● **Required task**
Nothing but the lines from the one containing "For the man's mouth" to the end of the data should be returned, each exactly as written.

[Pointing records]

__________________________________________________

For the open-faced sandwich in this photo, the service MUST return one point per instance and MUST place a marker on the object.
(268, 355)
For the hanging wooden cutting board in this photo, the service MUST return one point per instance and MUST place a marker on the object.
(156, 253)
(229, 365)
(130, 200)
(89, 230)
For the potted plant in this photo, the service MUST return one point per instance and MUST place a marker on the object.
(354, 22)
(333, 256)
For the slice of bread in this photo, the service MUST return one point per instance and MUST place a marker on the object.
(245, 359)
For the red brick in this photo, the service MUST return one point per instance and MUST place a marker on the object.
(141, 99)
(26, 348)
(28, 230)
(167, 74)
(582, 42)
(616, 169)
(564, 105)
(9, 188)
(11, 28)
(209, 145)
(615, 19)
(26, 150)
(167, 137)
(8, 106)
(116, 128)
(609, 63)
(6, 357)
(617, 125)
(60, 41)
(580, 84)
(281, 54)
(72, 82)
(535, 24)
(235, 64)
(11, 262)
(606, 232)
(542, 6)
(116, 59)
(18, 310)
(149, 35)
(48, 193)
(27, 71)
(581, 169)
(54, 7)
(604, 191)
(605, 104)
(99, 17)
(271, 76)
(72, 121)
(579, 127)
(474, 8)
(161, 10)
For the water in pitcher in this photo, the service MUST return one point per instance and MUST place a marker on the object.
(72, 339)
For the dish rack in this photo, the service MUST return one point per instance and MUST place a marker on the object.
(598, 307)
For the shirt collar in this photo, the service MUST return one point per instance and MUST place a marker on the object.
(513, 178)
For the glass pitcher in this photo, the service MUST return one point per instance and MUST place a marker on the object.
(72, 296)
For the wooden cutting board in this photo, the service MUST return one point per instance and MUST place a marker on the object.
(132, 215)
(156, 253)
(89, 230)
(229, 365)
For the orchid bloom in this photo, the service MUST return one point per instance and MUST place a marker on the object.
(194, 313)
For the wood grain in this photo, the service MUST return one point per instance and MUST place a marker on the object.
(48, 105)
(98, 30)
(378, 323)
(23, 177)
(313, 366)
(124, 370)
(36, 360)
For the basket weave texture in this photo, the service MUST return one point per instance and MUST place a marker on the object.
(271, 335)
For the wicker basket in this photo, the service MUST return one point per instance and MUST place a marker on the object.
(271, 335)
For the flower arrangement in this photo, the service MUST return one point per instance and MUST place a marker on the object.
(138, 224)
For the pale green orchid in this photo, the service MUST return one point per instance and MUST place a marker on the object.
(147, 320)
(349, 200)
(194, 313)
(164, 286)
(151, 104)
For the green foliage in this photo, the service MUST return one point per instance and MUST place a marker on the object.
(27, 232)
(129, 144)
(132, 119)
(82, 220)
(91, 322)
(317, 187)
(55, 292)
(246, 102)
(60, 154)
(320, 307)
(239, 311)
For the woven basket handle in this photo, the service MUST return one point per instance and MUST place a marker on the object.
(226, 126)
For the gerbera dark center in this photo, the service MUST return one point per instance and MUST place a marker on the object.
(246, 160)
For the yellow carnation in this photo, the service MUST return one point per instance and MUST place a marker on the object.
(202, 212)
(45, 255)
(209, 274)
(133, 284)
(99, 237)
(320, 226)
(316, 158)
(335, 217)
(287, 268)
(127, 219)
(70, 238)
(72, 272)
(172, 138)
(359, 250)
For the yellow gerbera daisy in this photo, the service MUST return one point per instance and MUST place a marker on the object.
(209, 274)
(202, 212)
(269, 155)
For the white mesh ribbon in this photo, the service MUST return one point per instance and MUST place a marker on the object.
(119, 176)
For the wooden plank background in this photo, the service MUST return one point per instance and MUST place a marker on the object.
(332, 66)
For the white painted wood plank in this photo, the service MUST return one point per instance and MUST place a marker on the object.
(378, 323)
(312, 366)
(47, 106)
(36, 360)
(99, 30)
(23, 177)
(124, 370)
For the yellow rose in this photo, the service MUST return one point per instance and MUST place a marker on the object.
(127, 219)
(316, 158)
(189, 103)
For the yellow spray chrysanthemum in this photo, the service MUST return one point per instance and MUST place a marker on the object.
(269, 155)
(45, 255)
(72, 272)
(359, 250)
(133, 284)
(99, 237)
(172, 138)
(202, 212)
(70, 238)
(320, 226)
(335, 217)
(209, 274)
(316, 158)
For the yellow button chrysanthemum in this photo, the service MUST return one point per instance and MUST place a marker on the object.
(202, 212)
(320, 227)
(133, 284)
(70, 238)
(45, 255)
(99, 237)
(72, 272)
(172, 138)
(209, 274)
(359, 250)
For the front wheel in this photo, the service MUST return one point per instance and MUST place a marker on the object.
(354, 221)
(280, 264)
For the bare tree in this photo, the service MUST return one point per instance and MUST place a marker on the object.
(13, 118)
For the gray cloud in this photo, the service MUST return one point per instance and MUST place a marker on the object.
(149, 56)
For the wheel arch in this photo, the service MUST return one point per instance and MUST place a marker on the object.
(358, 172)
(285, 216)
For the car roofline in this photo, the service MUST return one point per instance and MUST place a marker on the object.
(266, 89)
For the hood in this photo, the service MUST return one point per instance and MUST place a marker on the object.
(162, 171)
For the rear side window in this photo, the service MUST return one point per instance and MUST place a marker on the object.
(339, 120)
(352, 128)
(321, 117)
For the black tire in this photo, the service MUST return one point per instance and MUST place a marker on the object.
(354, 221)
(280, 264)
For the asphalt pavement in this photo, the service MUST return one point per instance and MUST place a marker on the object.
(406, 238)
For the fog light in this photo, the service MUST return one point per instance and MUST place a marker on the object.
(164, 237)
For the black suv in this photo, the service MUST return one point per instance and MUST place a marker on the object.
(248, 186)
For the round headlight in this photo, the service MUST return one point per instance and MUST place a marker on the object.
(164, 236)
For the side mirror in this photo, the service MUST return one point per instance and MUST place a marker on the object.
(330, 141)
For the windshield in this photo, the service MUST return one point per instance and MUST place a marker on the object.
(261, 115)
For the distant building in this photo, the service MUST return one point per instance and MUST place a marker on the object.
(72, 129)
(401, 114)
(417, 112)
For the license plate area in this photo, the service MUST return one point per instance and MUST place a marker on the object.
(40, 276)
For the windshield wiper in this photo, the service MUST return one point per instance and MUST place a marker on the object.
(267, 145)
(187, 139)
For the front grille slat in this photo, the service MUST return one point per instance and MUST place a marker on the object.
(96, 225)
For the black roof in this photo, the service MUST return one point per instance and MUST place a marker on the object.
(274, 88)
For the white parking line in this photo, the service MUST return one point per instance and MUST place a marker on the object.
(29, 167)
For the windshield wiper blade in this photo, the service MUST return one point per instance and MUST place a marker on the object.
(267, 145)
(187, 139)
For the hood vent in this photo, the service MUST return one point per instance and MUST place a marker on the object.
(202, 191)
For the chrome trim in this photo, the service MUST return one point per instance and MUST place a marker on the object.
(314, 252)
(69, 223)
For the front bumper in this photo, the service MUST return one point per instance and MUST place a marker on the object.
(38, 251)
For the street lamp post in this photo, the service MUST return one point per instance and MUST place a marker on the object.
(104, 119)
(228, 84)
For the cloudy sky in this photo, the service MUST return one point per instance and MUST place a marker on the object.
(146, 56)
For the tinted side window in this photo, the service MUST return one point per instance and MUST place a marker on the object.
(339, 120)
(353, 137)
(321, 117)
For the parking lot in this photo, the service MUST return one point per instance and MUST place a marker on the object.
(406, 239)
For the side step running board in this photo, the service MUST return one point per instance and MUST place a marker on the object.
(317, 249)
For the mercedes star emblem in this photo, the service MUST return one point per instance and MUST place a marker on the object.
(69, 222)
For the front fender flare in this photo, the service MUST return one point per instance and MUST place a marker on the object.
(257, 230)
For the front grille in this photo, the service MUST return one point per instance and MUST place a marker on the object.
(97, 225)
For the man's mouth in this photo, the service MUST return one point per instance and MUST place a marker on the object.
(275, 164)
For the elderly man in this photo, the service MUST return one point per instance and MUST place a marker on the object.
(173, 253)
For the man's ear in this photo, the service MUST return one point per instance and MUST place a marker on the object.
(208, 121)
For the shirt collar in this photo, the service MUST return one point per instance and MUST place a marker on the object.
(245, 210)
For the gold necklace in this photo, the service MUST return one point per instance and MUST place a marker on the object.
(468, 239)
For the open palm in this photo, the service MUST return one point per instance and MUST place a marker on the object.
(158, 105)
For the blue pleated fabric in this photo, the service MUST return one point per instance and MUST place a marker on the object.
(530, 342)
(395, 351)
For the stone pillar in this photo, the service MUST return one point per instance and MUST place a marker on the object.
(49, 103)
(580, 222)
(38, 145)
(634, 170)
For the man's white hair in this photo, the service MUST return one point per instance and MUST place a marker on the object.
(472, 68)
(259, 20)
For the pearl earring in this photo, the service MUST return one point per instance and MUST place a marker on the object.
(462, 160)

__________________________________________________

● **Answer to the problem**
For the man's mouth in this photo, the service MUST return one point per instance and MUST place a marker on the object.
(275, 164)
For the elderly man in this photo, the service MUST return one point per instance and MUST place a marker on the object.
(173, 253)
For the man's ear in this photo, the service MUST return one point per instance and MUST place a marker on the object.
(208, 121)
For the shirt collar in this photo, the service MUST return one point per instance and MUST place a marker on the object.
(245, 210)
For the gold necklace in this photo, the service MUST return one point per instance and MUST place a marker on the object.
(468, 239)
For the open palm in this photo, the service MUST return one point per instance and MUST place a marker on the object.
(158, 105)
For the blue pleated fabric in this photo, the service MUST return one point per instance and MUST place a marker on the object.
(530, 342)
(395, 351)
For the stone pillar in this photo, the service MUST return one point per instance and MUST place a marker on the object.
(49, 103)
(580, 222)
(38, 145)
(634, 170)
For the man's white hair in this photo, the service MUST return one point per instance and MUST place a marker on the object.
(472, 68)
(259, 20)
For the pearl earring in this photo, the service MUST return one point per instance and MUST place a marker on the object.
(462, 160)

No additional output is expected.